O que fazer:
**A.** Pelo texto sobre a tributação do AVJ, explique em uma a três frases por que o saldo de AVJ deveria ter sido tributado quando o contribuinte trocou de regime.
**B.** Em que acórdão se baseia a análise do texto sobre a tributação do AVJ?

Texto escolhido:
IRPJ/CSLL – TRIBUTAÇÃO DO AVJ – MUDANÇA DE REGIME – CARF

CARF valida tributação do saldo de AVJ na mudança do lucro real para o lucro presumido
por Jorge Ricardo da Silva Júnior publicado em 28/08/2025

Neste artigo, será analisada a tributação do ganho decorrente de avaliação a valor justo quando da mudança de regime de tributação do lucro real para o lucro presumido, com base no acórdão nº 1301-007.744, publicado em 01/07/2025. 

Para tanto, trataremos, em primeiro lugar, dos fatos do caso e da legislação pertinente. Em segundo lugar, serão apresentados os votos proferidos no caso e apresentadas breves considerações sobre a discussão. 

O auto de infração 

Até o final do ano de 2017, o contribuinte era optante pela tributação do IRPJ/CSLL com base no lucro real e, para o ano seguinte, optou pela tributação com base no lucro presumido. No entanto, com a mudança de regime, o saldo de ajuste de avaliação patrimonial – ajuste de Avaliação a Valor Justo (AVJ), no valor de R$ 125.946.287,24, não foi oferecido à tributação, o que seria determinado pela legislação.

Dados guardados:
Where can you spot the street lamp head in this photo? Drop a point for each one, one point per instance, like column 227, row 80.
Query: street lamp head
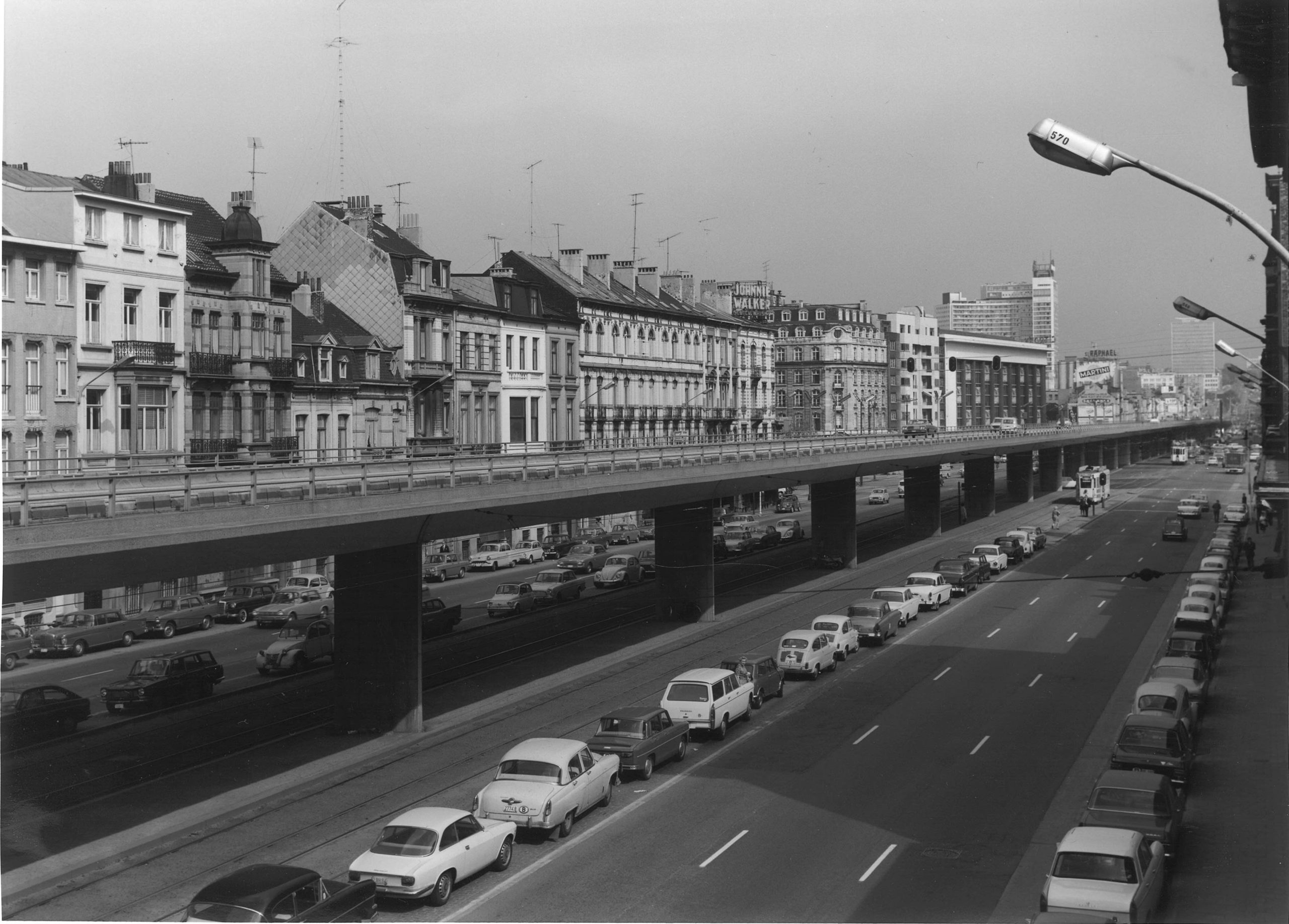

Respostas das tarefas:
**A.** O contribuinte usava o lucro real até o fim de 2017 e passou para o lucro presumido no ano seguinte. Nessa troca, a legislação mandaria oferecer à tributação o saldo de ajuste de Avaliação a Valor Justo, de R$ 125.946.287,24. Esse saldo não foi tributado.

**B.** No acórdão nº 1301-007.744, publicado em 01/07/2025.